** Start Data rows **
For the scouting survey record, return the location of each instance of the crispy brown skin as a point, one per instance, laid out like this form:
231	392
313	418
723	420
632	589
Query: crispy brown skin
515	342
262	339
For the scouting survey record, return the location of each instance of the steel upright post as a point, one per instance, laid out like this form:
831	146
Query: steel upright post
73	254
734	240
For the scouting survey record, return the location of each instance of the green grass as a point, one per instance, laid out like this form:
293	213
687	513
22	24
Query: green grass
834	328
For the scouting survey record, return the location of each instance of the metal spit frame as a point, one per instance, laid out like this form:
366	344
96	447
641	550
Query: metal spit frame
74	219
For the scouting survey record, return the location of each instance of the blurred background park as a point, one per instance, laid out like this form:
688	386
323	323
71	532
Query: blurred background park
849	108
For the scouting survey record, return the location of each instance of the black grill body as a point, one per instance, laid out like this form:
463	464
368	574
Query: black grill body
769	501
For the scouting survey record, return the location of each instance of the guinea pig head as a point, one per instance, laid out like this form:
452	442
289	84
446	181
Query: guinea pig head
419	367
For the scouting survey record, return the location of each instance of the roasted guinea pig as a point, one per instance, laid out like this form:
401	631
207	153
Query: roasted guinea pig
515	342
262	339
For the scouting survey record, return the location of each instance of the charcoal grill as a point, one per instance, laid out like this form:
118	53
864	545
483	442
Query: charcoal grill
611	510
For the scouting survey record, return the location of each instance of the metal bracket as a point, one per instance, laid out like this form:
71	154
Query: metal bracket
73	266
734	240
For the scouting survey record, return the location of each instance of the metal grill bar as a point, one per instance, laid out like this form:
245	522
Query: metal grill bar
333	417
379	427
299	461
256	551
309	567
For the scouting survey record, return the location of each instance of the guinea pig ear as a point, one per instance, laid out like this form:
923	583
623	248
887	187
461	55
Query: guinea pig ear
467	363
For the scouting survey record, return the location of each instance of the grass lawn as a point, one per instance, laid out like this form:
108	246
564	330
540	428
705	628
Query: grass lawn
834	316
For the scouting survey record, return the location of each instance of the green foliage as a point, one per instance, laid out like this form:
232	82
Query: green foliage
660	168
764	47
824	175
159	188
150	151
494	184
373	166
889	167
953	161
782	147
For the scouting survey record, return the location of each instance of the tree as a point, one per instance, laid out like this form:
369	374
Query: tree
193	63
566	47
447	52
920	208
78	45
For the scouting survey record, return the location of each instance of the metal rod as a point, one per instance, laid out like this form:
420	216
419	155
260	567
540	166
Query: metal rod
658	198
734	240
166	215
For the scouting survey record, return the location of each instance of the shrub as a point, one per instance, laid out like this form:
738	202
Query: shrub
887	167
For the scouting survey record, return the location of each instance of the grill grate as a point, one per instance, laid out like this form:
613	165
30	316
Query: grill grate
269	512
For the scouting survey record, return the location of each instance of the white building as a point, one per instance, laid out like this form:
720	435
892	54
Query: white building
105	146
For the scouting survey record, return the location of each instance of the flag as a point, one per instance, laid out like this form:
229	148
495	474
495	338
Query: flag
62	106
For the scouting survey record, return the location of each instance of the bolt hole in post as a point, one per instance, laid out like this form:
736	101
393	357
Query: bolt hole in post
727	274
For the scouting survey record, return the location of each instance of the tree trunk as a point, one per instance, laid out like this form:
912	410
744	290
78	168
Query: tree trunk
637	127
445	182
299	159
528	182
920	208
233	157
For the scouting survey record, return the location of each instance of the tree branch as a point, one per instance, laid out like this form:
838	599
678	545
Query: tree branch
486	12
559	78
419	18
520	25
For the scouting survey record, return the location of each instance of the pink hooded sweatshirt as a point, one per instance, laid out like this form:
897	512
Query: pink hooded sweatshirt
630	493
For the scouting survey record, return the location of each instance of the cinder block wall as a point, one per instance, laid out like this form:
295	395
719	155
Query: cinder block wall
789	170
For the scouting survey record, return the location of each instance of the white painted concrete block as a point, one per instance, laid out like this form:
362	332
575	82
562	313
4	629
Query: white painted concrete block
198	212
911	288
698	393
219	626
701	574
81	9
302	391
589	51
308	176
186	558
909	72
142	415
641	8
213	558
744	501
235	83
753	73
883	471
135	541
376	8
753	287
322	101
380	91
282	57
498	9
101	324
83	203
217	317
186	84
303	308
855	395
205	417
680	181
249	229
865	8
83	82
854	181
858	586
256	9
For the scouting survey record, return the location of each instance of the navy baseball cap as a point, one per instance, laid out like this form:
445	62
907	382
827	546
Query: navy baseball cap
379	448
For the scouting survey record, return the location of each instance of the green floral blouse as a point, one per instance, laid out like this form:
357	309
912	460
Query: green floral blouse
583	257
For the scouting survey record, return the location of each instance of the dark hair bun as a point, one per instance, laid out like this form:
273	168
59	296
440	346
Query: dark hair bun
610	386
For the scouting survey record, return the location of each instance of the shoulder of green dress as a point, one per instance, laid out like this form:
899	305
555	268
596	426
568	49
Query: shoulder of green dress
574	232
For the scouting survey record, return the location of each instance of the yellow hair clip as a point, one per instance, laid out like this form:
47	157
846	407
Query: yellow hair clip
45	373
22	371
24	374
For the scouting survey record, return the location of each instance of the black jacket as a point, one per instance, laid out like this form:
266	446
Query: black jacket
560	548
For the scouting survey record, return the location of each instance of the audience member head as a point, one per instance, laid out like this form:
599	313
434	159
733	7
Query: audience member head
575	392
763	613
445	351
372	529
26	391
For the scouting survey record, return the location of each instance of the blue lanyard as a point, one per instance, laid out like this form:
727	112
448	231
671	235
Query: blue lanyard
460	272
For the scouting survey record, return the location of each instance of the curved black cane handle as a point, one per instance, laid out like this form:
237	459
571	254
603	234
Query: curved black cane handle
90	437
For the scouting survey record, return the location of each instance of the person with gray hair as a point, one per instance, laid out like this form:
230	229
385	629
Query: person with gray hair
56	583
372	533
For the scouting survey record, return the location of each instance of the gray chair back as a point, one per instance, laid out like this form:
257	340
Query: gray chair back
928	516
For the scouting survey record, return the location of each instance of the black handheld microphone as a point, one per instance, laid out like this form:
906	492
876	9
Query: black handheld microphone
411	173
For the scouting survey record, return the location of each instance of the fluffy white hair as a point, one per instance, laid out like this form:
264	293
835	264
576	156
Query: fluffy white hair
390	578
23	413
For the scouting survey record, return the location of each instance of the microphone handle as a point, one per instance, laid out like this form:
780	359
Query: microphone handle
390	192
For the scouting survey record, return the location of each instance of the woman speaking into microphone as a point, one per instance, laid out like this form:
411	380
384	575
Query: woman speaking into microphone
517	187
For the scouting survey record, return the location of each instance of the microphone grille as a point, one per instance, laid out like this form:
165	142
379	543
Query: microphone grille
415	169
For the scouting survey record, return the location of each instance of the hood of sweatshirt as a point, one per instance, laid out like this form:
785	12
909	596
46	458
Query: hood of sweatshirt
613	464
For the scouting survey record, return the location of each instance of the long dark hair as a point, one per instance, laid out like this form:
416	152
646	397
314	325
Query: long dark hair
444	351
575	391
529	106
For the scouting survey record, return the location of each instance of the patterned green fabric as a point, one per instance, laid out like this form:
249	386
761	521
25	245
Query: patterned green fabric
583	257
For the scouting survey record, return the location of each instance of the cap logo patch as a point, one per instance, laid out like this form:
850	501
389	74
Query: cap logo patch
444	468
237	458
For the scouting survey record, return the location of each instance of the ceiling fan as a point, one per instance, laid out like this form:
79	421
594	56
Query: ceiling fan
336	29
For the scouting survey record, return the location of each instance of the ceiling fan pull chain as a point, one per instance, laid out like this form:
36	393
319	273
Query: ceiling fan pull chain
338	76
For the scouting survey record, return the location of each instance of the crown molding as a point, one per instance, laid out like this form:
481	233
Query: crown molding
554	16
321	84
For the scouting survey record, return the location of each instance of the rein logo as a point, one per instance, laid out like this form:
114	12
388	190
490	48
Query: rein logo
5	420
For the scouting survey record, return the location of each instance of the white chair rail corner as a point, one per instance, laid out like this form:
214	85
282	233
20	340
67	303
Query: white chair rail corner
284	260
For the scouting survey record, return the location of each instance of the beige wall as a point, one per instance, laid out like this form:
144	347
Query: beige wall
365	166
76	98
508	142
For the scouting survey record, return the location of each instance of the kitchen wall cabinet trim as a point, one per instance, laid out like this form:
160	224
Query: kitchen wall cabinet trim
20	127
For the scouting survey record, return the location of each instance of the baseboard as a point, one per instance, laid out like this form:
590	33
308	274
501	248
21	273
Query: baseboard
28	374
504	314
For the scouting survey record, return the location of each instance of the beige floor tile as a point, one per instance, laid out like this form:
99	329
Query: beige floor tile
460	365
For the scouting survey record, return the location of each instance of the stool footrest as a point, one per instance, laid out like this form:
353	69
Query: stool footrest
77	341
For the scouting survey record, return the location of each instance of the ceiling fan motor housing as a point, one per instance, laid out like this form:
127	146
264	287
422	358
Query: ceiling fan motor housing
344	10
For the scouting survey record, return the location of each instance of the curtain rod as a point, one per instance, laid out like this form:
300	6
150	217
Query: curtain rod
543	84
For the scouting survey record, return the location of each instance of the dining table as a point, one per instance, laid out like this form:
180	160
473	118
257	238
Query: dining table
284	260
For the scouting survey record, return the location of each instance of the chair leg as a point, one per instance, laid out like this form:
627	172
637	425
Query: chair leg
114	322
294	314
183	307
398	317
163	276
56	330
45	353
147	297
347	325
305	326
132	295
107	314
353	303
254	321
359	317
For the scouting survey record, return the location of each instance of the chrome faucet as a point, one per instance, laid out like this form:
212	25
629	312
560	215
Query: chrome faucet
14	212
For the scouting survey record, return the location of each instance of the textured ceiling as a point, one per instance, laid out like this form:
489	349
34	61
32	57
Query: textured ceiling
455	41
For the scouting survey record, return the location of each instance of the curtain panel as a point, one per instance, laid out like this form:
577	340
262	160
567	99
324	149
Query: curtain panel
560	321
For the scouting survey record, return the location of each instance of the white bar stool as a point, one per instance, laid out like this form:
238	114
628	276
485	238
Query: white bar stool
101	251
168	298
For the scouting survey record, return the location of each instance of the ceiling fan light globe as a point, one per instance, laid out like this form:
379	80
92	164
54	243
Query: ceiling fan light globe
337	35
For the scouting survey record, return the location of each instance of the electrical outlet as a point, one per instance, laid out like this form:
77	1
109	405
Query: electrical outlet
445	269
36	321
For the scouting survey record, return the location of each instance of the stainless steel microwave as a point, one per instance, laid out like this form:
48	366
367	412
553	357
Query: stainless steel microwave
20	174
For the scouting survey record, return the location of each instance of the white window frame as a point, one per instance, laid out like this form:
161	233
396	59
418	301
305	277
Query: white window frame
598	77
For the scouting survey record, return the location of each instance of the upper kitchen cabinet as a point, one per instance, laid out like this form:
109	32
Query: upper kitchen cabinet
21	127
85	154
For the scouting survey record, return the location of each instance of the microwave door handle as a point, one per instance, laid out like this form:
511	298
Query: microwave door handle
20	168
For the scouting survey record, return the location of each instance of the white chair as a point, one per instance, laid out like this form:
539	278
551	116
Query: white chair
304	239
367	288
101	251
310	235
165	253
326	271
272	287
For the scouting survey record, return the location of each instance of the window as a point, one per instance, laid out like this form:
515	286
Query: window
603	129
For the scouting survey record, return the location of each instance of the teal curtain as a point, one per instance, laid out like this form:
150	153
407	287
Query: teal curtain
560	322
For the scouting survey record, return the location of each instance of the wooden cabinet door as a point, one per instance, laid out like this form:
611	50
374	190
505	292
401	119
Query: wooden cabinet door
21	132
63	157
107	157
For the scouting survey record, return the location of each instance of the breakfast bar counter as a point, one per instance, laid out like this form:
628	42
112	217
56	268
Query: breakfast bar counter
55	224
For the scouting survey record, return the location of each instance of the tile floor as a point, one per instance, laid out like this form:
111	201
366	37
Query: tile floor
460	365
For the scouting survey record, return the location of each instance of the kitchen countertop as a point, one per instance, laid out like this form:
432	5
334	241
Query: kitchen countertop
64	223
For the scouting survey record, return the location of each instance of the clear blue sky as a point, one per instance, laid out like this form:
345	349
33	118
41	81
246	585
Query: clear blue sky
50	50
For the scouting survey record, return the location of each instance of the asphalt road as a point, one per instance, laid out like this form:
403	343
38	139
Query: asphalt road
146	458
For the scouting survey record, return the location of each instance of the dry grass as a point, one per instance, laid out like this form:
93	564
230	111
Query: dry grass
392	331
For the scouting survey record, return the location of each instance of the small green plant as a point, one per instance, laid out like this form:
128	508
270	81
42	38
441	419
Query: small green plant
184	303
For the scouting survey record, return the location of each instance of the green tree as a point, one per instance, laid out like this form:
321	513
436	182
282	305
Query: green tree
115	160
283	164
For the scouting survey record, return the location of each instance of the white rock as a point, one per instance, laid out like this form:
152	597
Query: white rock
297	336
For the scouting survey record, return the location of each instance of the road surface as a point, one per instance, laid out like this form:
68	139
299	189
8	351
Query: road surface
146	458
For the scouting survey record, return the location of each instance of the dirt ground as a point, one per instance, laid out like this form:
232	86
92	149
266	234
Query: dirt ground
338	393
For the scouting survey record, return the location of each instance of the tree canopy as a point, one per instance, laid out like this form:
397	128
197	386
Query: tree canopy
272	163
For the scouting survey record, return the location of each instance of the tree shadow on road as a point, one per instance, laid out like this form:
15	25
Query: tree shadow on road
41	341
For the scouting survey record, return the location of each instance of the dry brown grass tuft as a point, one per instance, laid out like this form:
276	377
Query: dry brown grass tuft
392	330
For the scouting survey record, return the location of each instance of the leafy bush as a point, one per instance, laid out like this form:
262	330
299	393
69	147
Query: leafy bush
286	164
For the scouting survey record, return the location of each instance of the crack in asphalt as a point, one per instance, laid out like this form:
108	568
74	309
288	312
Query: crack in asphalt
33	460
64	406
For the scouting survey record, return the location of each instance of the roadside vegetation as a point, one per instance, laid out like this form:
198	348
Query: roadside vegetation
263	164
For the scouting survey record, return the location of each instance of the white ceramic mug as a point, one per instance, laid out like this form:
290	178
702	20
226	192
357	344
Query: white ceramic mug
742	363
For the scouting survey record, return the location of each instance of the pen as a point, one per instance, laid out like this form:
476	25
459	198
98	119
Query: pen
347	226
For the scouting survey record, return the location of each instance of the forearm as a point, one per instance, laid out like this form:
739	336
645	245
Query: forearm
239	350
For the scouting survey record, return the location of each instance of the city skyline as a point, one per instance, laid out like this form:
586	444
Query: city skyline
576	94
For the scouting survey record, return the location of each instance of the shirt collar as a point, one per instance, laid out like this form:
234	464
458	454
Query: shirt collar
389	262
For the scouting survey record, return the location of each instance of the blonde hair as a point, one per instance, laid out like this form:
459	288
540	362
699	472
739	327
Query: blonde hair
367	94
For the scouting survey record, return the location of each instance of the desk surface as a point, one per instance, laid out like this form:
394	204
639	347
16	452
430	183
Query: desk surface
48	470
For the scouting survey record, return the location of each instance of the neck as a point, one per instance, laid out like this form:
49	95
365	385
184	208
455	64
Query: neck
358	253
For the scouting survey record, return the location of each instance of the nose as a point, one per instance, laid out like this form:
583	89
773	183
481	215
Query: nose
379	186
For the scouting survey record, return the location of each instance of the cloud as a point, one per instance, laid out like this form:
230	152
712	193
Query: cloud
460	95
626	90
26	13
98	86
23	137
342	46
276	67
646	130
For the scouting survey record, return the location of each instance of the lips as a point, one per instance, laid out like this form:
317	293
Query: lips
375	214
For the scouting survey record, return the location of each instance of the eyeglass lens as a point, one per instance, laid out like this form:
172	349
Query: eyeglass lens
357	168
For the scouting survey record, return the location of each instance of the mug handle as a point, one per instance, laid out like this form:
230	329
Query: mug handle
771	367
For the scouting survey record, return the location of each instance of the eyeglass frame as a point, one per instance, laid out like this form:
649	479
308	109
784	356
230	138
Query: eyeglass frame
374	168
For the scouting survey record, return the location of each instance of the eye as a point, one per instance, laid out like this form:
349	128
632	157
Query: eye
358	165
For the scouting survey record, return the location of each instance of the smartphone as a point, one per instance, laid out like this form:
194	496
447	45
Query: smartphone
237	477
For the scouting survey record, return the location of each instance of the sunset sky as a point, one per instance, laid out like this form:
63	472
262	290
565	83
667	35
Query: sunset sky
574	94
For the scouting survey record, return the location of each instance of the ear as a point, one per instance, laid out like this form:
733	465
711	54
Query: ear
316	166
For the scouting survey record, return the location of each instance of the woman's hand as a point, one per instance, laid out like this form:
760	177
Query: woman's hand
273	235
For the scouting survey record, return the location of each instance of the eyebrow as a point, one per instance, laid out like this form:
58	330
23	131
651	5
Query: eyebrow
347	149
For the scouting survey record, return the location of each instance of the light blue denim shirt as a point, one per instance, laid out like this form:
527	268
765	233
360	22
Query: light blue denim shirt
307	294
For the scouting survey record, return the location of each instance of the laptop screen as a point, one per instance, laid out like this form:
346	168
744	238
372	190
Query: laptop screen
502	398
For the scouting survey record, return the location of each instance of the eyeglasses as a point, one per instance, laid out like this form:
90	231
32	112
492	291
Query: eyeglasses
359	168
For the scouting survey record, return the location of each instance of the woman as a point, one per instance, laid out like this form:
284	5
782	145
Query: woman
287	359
** End Data rows **
** Given instruction **
Give exactly the lines from the one with "of the laptop" to the end of the entries, nothing before them.

** Response **
For the scouting survey record, return the location of each instance of the laptop screen as a point, one per instance, laid out like this form:
346	168
744	238
372	190
Query: laptop screen
502	398
For the scouting survey record, return the location of each instance of the eyeglasses as a point, one per instance, laid out like this form:
90	231
32	112
492	291
Query: eyeglasses
359	168
For the scouting survey record, return the location of each instance of the woman as a point, one per instance, laid out like this form:
284	5
782	145
Query: woman
287	359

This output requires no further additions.